• **TO BE DONE**
**a)** In the passage on New York's marijuana laws, take the part that opens with the words containing "The bill’s backers" and closes with "in their pockets.", and give it again with "marijuana" substituted by "cannabis".
**b)** According to the passage on New York's marijuana laws, what did the police commissioner's 2011 order remind officers not to do?

• **TEXT PROVIDED**
It was the 1970s, and marijuana raids and mass arrests had been sweeping college campuses and suburban concert venues in New York. The crackdown outraged parents. There was talk of ruined reputations and “Gestapo” police tactics.
State legislators in 1977 devised what they took to be a simple fix: a bill that made carrying small supplies of marijuana a ticket-worthy violation, not a crime. To win enough votes from Republicans, the authors carved out an exception that said it was still a crime to carry marijuana “open to public view.”
The bill’s backers thought the addition was harmless enough, given that people did not usually take out their stash in front of the police anyway. The era of mass arrests for carrying around marijuana seemed to be over.
It wasn’t.
Annual arrests for marijuana possession, which dipped below 1,000 by the early 1990s, rocketed above 50,000 during some years in New York City under Mayors Rudolph W. Giuliani and Michael R. Bloomberg. Officers strayed so far from the bounds of the 1977 law that in 2011, the police commissioner, Raymond W. Kelly, had to issue an order reminding officers not to arrest people who had marijuana hidden in their pockets.

• **ROWS**
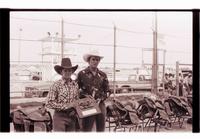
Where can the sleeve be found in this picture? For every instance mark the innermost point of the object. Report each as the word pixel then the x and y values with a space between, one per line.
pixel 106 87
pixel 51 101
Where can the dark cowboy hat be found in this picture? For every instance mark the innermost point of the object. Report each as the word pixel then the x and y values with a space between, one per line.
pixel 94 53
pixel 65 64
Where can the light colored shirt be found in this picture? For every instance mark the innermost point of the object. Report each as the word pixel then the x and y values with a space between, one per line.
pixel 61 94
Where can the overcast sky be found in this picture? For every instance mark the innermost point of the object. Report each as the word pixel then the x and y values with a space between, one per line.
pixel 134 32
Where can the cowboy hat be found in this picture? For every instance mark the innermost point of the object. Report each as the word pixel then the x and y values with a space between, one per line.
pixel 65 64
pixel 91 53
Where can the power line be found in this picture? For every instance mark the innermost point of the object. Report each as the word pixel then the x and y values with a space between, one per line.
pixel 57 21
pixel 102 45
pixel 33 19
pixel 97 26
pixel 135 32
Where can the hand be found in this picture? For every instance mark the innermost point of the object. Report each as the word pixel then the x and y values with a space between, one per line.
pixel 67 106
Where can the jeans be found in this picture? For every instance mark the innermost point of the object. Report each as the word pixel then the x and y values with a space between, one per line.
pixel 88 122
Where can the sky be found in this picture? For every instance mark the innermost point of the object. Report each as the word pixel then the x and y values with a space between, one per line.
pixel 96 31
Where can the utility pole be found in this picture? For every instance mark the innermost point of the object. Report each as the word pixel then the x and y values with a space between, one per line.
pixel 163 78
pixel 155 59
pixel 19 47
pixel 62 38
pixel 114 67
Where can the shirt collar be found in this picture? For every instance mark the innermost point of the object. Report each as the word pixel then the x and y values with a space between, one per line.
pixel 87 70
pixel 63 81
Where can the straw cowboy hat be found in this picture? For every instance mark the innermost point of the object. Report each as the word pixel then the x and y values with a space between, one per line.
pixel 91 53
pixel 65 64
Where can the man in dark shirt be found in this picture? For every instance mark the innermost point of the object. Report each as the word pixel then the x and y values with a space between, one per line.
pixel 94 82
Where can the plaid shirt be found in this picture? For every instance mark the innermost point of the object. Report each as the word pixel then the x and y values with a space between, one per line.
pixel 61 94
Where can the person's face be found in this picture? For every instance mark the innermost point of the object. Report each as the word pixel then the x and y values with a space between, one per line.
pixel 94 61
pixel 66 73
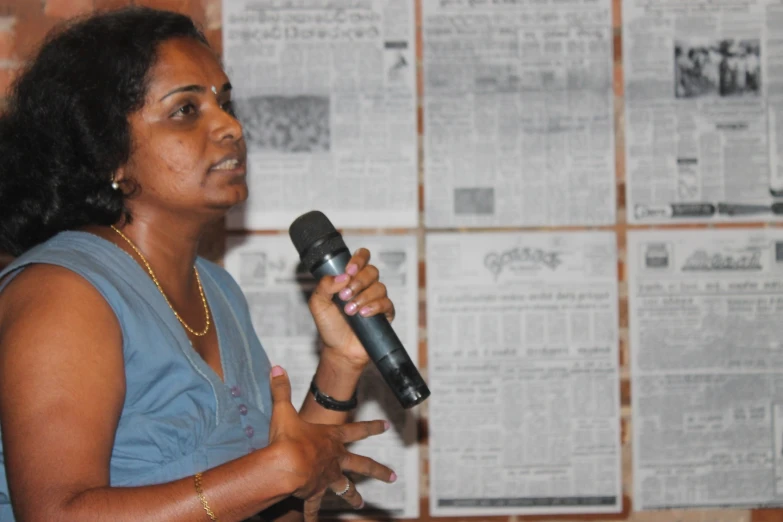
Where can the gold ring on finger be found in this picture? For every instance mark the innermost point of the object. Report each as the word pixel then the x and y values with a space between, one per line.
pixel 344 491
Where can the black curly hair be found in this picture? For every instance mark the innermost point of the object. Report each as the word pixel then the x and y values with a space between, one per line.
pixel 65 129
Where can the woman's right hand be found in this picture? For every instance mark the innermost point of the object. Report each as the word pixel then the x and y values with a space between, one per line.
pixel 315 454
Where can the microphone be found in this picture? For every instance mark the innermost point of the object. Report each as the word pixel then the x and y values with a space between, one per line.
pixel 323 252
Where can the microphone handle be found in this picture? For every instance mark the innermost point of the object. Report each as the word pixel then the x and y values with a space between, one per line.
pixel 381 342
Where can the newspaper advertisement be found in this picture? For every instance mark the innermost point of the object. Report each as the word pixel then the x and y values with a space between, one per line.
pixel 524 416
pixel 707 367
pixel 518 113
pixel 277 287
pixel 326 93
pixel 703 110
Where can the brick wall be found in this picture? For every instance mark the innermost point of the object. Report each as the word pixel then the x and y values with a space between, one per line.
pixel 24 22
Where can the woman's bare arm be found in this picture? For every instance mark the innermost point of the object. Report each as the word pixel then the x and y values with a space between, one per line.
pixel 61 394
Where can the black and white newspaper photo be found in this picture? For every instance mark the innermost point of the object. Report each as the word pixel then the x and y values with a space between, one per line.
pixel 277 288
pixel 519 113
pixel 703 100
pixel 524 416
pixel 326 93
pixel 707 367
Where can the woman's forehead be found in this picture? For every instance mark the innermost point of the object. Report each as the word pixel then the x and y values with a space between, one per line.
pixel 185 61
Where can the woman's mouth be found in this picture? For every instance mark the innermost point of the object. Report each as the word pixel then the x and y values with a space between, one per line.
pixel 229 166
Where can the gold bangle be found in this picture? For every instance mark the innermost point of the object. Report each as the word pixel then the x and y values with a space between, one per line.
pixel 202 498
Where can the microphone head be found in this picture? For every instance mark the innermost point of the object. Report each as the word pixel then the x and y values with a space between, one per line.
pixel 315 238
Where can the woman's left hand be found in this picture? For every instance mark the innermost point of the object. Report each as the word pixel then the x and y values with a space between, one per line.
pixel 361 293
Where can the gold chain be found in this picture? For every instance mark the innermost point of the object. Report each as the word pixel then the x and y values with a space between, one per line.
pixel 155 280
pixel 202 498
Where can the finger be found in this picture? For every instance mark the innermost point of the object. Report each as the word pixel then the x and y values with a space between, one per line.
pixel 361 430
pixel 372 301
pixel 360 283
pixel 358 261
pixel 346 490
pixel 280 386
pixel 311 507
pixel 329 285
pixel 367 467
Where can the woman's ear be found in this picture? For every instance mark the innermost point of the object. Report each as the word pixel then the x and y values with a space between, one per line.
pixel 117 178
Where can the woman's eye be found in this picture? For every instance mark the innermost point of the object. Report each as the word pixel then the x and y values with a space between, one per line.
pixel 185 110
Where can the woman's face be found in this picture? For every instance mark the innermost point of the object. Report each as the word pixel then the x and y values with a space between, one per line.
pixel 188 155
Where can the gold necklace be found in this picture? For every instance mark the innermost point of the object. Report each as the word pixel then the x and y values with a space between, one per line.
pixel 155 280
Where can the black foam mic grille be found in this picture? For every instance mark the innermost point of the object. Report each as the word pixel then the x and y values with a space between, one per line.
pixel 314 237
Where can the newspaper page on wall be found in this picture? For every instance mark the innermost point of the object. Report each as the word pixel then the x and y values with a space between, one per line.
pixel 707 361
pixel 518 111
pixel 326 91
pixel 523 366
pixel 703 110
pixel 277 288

• **PROBLEM SOLUTIONS**
**a)**
The bill’s backers thought the addition was harmless enough, given that people did not usually take out their stash in front of the police anyway. The era of mass arrests for carrying around cannabis seemed to be over.
It wasn’t.
Annual arrests for cannabis possession, which dipped below 1,000 by the early 1990s, rocketed above 50,000 during some years in New York City under Mayors Rudolph W. Giuliani and Michael R. Bloomberg. Officers strayed so far from the bounds of the 1977 law that in 2011, the police commissioner, Raymond W. Kelly, had to issue an order reminding officers not to arrest people who had cannabis hidden in their pockets.

**b)** Not to arrest people who had marijuana hidden in their pockets.